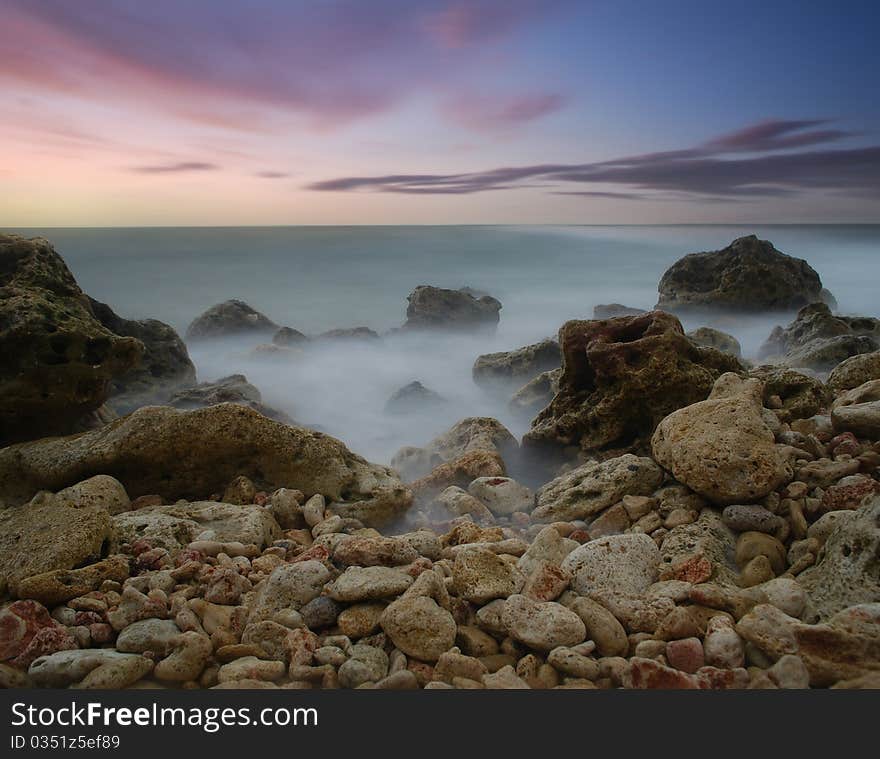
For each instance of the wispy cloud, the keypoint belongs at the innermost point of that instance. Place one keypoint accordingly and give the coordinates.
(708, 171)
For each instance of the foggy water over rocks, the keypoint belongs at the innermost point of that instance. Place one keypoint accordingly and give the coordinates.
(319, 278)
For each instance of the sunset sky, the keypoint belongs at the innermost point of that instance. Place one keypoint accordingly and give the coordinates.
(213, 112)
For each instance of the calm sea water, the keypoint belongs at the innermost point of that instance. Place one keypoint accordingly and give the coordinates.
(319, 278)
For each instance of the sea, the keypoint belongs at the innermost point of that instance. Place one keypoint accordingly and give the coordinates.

**WHAT YOU WILL DO:**
Every line between the one holding "For each instance of the foggy" and the end of the listing above, inclusive, must be transcribed exactly; omit all others.

**EXERCISE RESPONSE:**
For each instance of the foggy water over rocks, the keypoint belongs at the innermost point of that instance. Place one keypoint accordingly and give the coordinates.
(319, 278)
For each instance of the sunset sky, the keypoint belongs at the innermost point of that instance. Place one keypoint accordingly and give the coordinates.
(213, 112)
For each instance of the calm sea water, the keypoint belongs at the innermost point of that instance. Place one keypoint accordingly and give the coordinates.
(319, 278)
For each instance of the sea, the keypoint belongs at the innermost point of that instance. Place one keypoint accordingly and give the coordinates.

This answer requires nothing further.